気になるそのサウンドをMASAKIが試奏してくれた!
まずはチリ生まれのDSM & フンボルトから、同社のダニエル氏のインタヴューと2機種の試奏をお届けしよう。


MASAKIによる試奏動画


■Simplifier Bass Masterは初心者でも使いやすく、
Sub Atomicはメタル・ベーシスト向けですね

▲DSM & Humboldtの創業者であり最高技術責任者でもあるダニエル・シュワルツ氏

——まず、DSM & フンボルト社について教えてください。
ダニエル
:私がやっていたDSMノイズメイカーという会社とハノ(現CEO)がやっていたフンボルト・エレクトロニクスという会社が一緒になって、2019年にスタートしました。それまで、フンボルト・エレクトロニクスはユニークなペダルを作っていて、DSMノイズメイカーはキャビネット・シミュレーターをメインに作っていたのですが、交流する中でそれぞれの知識や技術を生かして最初に一緒にSimplifierを作りました。このペダルが大成功したので、それぞれが作っていた製品をストップして、DSM & フンボルトとして熱意を持ってやっていくことにしたんです。
——ベース用の新製品が2種類発表されました。まず、Simplifier Bass Masterの特徴を教えてください。

────────────────────

#### 課題 a
抜粋文によると、DSM & フンボルト社がスタートしたのは何年ですか。
抜粋文と一覧は互いに無関係です。

#### データ一覧
────────────────────

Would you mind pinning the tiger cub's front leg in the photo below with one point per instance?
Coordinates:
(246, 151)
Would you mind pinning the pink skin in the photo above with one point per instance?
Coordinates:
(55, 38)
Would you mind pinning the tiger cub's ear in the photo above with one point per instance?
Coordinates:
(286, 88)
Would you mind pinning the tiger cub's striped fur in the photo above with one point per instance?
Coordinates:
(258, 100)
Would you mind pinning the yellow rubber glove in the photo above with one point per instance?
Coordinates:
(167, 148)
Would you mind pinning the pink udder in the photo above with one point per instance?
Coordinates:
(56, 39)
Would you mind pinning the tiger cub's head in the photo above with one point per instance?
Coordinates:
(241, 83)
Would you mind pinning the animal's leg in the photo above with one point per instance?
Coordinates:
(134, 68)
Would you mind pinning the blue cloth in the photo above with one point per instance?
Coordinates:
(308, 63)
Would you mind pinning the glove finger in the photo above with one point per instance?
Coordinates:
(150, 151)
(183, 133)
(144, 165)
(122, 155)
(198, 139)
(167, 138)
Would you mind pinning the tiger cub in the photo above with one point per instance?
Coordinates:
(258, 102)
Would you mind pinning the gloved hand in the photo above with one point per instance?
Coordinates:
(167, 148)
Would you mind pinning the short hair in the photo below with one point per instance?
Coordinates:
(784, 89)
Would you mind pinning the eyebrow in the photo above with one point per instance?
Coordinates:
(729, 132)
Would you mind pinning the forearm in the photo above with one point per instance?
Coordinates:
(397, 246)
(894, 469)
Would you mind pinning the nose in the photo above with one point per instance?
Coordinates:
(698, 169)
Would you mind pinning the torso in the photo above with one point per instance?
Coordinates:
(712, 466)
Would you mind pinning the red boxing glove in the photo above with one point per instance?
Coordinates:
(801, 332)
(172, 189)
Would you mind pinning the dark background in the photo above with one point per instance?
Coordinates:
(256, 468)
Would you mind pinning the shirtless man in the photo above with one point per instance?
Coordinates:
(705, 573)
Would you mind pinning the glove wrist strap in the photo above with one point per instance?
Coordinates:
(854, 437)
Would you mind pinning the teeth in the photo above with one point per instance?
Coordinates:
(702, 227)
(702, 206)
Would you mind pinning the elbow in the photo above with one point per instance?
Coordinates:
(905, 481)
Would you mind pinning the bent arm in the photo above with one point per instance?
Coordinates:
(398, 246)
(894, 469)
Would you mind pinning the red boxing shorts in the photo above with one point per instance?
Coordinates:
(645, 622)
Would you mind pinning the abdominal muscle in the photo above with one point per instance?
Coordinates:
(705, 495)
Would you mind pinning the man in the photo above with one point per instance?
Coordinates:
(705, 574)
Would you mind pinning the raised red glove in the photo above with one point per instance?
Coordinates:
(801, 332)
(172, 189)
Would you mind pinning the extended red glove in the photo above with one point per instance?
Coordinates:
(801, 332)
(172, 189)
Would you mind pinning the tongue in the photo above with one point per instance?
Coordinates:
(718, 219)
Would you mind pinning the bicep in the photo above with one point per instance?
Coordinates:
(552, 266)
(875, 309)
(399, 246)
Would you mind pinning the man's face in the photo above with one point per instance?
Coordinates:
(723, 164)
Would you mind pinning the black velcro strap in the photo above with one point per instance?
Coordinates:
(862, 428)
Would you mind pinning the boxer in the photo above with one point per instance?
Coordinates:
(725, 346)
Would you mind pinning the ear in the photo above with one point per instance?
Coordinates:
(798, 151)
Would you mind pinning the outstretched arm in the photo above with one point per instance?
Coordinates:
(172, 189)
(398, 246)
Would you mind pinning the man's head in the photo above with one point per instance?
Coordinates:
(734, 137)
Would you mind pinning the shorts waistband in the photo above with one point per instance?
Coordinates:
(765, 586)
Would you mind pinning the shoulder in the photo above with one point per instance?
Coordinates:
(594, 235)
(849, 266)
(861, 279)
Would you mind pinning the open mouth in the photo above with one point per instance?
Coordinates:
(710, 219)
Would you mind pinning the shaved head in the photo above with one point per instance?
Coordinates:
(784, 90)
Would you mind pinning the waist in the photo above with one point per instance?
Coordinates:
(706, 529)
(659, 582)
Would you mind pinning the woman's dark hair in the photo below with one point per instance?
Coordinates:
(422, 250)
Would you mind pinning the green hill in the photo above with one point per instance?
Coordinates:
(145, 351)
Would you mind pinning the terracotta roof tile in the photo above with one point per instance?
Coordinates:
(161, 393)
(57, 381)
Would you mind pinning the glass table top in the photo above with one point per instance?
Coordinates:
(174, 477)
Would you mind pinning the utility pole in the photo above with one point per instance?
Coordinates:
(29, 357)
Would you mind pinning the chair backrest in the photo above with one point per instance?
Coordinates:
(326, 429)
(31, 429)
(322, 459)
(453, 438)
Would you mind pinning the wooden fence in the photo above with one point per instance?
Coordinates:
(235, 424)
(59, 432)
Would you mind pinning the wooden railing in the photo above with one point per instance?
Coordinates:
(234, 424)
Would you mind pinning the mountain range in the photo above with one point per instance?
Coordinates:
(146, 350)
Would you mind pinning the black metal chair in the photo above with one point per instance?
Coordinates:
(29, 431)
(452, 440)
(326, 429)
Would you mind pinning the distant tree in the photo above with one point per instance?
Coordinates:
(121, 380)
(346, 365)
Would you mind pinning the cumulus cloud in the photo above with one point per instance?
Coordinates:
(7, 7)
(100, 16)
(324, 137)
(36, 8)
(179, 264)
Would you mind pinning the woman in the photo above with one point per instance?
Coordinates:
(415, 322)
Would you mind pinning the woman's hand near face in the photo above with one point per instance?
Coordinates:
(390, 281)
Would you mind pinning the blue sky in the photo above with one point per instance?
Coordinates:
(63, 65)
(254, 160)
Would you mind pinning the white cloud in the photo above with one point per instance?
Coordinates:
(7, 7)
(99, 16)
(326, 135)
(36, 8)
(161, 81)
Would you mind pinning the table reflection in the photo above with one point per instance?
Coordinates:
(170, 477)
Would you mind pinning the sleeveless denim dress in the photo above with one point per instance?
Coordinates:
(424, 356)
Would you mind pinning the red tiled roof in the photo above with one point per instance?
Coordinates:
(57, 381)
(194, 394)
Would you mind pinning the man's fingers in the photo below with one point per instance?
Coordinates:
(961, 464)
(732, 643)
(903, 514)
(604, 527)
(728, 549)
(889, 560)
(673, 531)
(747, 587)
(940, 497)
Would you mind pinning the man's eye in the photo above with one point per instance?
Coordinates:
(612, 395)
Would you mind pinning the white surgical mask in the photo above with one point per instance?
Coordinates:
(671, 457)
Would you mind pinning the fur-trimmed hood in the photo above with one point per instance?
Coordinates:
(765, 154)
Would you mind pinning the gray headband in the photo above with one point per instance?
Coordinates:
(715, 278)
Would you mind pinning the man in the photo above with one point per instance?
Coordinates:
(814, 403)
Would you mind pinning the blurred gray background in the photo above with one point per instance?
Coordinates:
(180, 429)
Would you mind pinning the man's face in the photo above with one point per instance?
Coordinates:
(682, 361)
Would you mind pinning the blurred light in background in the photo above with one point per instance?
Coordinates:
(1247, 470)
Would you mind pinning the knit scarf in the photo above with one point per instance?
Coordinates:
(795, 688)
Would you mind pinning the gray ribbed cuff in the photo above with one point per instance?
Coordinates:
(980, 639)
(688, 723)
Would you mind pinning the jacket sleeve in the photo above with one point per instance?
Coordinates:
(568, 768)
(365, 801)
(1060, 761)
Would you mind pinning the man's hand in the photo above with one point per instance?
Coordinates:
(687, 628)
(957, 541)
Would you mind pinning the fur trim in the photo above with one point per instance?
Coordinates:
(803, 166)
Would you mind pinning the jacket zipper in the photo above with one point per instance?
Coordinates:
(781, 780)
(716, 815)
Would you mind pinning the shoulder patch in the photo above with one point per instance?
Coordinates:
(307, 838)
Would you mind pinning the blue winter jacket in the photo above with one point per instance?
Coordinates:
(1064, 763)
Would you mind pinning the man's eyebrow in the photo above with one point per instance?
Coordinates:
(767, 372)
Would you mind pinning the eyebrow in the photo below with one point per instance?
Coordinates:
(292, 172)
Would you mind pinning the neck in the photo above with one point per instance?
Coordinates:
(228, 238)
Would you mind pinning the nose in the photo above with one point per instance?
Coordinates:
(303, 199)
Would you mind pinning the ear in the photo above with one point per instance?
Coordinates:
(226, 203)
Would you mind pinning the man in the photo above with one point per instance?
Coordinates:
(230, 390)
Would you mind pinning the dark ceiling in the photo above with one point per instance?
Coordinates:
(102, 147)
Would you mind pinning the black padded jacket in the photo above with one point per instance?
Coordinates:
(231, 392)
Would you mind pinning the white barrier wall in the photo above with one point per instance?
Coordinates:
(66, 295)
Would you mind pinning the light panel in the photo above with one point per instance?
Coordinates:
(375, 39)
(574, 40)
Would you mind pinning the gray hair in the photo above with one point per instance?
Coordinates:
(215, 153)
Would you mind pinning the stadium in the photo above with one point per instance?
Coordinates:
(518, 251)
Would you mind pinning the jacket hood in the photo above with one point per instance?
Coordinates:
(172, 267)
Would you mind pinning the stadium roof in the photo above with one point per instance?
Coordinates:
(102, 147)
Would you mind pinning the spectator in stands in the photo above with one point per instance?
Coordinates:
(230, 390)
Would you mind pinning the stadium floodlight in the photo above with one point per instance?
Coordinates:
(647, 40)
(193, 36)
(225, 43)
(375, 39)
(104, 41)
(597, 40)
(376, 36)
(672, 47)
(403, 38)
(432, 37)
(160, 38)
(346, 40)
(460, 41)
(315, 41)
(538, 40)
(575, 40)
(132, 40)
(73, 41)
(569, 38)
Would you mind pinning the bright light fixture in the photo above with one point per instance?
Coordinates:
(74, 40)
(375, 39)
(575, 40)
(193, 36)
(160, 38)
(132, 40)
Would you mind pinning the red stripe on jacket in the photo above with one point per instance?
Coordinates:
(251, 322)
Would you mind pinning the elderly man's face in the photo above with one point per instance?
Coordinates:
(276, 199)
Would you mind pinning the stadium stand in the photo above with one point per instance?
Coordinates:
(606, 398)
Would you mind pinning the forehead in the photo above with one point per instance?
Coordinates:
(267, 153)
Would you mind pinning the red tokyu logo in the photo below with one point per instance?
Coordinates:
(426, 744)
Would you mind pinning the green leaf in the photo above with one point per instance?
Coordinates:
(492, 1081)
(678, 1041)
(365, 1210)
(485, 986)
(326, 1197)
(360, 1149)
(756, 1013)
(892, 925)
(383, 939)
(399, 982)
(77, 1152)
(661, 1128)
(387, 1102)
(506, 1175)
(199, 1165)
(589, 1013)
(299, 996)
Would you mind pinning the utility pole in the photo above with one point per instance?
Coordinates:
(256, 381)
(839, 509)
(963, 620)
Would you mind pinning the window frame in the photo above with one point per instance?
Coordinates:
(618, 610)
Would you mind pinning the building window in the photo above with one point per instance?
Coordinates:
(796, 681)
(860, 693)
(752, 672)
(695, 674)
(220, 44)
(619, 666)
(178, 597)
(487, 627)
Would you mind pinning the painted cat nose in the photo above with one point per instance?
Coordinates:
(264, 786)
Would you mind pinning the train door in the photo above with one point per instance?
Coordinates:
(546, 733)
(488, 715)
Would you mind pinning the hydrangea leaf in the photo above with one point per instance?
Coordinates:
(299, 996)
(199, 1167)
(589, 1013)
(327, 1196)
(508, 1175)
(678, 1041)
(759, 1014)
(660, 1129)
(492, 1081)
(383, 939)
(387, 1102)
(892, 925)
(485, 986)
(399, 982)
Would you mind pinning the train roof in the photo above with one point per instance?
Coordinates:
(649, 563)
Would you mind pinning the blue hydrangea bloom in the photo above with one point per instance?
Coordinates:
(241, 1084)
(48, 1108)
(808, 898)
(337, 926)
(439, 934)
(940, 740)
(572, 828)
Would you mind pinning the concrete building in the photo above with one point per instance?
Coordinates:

────────────────────

#### 課題 b
一覧から文字列「gray」を含む行をすべて報告してください。大文字と小文字は区別されます。

#### 解答 a
2019年です。

#### 解答 b
Would you mind pinning the gray headband in the photo above with one point per instance?
Would you mind pinning the blurred gray background in the photo above with one point per instance?
Would you mind pinning the gray ribbed cuff in the photo above with one point per instance?
Would you mind pinning the gray hair in the photo above with one point per instance?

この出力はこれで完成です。